## Problems to solve:
**1.** Reproduce the stretch of the memoir from "In London, Yiddish-speaking" through "into her skirt.", word for word.
**2.** According to the memoir, why did Alice flee with her brother and two sisters?

## Quoted text:
-- START --
Elizabeth Grant: My Life - My Story

The Early Years:
Lessons in Self-Reliance

I was born in the early 1900’s in London, England. The world was turbulent at the beginning of the twentieth century, caught in the crumbling grasp of Europe’s royal dynasties. Revolt and rebellion whispered through political corridors and uncertainty defined the era. In Russia, the Romanov Tsar, Nicholas II, wielded iron power, and within Russia’s western provinces, known as the Pale of Settlement, persecution against Jews meant deadly pogroms --- state-sanctioned, unprovoked attacks on lives and property. It was from this kind of assault that my mother, Alice, fled, along with her brother and two sisters. She had witnessed local brutality and had watched Cossacks burn her home to the ground.

Armed with considerable wits, she and her siblings headed to England. The rough voyage and subsequent entrance into London was similar to the experience of thousands of other refugees pouring into large cities in both Western Europe and North America. It was the age of the greatest population migration in history, marked by ever-increasing eruptions of war and the rise of new political movements.

In London, Yiddish-speaking organizations such as the Jewish Board of Deputies and the Zionist Federation stationed themselves at the piers, offering the new immigrants immediate help and information.  When my mother arrived in London, she couldn’t speak a word of English. She had no money, no family, and no job. All she owned was what she was could carry and whatever her mother had sewn into her skirt.
-- END --
## Dataset:
-- START --
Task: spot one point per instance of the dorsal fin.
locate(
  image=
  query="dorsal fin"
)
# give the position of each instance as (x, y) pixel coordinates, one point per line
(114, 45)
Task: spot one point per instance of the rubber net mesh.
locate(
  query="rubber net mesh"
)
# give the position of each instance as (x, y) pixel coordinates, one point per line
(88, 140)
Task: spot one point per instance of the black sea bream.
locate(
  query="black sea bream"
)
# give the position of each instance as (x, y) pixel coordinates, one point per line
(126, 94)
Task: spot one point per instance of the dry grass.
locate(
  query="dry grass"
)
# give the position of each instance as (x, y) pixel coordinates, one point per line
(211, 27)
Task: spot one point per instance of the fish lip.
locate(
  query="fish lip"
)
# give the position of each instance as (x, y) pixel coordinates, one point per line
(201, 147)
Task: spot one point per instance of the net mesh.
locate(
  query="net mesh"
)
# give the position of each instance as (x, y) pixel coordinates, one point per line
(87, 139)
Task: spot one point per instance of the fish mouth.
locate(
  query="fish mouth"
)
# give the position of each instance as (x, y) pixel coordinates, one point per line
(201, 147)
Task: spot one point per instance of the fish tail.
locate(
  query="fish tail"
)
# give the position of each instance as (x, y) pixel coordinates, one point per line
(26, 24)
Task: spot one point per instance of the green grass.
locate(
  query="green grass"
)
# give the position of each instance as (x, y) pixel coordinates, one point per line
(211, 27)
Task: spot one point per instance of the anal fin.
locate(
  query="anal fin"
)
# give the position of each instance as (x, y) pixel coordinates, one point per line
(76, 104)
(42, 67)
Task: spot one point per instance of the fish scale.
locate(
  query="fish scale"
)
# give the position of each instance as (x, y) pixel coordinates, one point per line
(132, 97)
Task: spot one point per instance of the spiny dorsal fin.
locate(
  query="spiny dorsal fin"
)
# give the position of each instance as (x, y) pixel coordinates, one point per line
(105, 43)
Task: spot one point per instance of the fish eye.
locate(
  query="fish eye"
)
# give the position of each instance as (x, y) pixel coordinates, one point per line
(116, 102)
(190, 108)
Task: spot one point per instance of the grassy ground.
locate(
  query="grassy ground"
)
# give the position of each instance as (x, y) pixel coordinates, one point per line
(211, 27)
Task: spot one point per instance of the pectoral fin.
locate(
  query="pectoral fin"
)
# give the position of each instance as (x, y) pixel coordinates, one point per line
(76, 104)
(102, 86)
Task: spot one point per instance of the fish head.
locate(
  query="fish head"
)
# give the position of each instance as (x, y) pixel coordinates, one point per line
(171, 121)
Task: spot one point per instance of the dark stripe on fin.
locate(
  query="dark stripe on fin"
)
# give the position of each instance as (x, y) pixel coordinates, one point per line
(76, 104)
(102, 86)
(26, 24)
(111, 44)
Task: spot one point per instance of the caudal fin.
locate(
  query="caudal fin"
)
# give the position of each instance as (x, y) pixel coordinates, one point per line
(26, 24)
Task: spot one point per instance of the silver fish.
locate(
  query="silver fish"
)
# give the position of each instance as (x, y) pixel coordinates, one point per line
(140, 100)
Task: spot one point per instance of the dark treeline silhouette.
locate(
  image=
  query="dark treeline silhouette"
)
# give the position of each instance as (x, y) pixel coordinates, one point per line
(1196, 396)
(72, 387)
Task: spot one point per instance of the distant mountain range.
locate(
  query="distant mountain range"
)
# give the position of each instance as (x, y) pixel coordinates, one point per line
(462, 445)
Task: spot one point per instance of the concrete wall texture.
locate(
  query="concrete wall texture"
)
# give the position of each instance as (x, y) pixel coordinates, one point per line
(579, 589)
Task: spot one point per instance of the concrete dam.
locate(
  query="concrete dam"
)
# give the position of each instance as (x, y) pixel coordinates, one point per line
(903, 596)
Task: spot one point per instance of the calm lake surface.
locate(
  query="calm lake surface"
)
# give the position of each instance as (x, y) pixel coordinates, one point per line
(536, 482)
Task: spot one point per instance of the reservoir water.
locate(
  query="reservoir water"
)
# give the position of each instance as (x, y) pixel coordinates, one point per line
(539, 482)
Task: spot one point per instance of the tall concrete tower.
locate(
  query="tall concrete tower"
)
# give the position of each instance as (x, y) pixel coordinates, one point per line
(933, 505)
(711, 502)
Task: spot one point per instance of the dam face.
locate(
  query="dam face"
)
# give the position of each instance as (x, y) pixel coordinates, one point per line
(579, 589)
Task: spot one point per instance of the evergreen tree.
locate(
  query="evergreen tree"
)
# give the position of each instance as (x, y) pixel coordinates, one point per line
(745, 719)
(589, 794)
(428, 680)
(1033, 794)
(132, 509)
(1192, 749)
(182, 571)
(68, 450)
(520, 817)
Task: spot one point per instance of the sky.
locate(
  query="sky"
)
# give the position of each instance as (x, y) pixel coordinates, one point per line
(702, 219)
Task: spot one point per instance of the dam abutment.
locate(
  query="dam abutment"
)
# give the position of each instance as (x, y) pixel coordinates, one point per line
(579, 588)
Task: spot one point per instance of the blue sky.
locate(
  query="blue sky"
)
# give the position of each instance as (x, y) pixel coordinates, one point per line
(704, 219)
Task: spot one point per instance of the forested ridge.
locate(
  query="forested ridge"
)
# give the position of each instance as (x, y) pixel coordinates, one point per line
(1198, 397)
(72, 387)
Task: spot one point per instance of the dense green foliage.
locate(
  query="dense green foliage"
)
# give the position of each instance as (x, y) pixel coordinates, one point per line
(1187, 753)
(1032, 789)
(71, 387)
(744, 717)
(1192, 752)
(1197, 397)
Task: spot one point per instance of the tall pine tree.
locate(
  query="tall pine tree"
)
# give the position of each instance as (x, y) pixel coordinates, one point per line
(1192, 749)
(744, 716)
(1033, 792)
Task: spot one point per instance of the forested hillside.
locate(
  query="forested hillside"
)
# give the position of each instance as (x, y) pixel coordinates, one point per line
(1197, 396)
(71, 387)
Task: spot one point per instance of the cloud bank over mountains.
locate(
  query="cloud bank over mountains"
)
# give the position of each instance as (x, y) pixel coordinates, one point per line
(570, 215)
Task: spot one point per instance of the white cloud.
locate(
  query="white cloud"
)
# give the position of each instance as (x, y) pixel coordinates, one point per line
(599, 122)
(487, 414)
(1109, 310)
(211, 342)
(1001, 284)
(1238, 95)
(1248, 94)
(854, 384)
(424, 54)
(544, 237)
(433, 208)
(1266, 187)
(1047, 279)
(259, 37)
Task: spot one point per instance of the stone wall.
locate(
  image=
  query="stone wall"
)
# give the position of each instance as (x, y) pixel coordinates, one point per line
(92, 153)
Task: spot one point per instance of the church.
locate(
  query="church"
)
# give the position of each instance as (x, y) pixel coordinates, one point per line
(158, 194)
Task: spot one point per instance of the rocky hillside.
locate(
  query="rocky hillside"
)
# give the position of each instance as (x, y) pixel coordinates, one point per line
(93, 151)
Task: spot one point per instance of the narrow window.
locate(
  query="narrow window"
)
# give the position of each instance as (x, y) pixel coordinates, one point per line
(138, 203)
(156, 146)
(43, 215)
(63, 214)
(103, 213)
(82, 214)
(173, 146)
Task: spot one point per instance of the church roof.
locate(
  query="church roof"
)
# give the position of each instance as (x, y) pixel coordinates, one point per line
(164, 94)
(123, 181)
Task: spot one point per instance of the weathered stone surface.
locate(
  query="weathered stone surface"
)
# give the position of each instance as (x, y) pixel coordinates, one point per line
-- END --
## Solutions to the exercise:
**1.**
In London, Yiddish-speaking organizations such as the Jewish Board of Deputies and the Zionist Federation stationed themselves at the piers, offering the new immigrants immediate help and information.  When my mother arrived in London, she couldn’t speak a word of English. She had no money, no family, and no job. All she owned was what she was could carry and whatever her mother had sewn into her skirt.

**2.** She fled the pogroms, which were state-sanctioned, unprovoked attacks on Jewish lives and property in Russia's Pale of Settlement. She had witnessed local brutality and had watched Cossacks burn her home to the ground.